Exercise objective
Swap "rough mask" for "coarse mask" in the data from the start through the line containing "positive clicks: (244, 317)", and change nothing else. Reproduce only those lines and leave out the picture.
[Opening Records shown section]
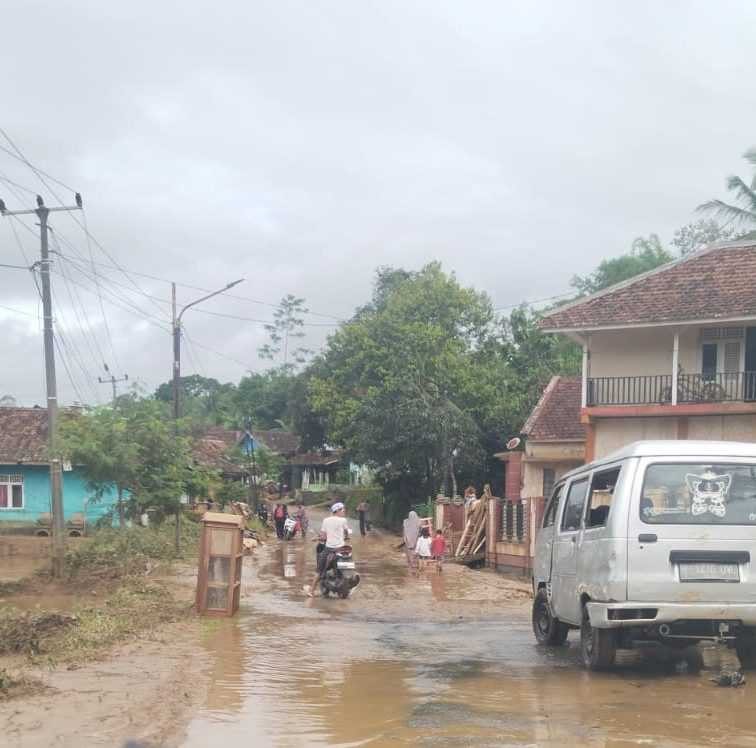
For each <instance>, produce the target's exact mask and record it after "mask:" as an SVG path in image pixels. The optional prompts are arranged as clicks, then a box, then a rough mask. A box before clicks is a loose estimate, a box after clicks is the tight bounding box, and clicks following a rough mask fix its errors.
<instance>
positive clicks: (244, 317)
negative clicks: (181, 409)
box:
[Closing Records shown section]
Reply
For each <instance>, produce the target's exact mask and record it after "mask:" as an SVG path in image pixels. The optional prompts are arranged as clicks, then a box, then a coarse mask. A box before clicks is a loose estimate, a box after clicks is the tight bounding box, and clicks following a coarse mask fix its errors.
<instance>
positive clicks: (244, 317)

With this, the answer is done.